- _INFORMATION PROVIDED_:
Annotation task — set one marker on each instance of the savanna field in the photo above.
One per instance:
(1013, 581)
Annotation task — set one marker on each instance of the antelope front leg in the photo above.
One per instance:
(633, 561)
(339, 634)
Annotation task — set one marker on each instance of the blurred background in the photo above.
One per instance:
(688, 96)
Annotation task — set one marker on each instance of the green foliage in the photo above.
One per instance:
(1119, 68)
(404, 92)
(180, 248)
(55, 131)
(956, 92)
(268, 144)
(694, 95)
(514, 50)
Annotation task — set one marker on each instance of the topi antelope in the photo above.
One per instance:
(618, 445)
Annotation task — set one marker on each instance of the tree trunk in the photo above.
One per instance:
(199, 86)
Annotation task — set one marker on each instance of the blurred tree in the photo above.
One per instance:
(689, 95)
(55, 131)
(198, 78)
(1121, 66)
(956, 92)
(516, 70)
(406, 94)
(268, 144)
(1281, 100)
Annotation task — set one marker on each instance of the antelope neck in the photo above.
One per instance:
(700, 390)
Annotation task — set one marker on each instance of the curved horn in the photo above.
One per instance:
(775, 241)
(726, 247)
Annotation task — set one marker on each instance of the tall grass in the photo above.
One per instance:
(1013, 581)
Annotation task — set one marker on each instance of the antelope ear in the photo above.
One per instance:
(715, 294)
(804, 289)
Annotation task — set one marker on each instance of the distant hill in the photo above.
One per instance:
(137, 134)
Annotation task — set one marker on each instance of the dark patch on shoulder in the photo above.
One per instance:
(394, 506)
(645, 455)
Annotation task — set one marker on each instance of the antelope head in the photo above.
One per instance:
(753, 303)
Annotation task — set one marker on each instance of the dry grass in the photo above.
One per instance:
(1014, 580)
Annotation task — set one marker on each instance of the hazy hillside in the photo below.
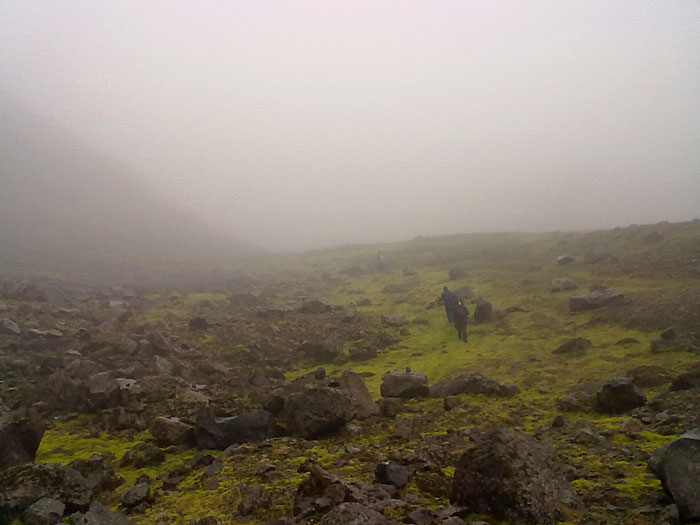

- _PROMPT_:
Please gather every line of the material above that contains the string "tree", matching uppercase and lowercase exactly.

- _ANSWER TO THE PROBLEM_:
Annotation task — set one marker on each instance of the tree trunk in the photo above.
Annotation task — set one marker on each instance of the blurred tree in the photo above.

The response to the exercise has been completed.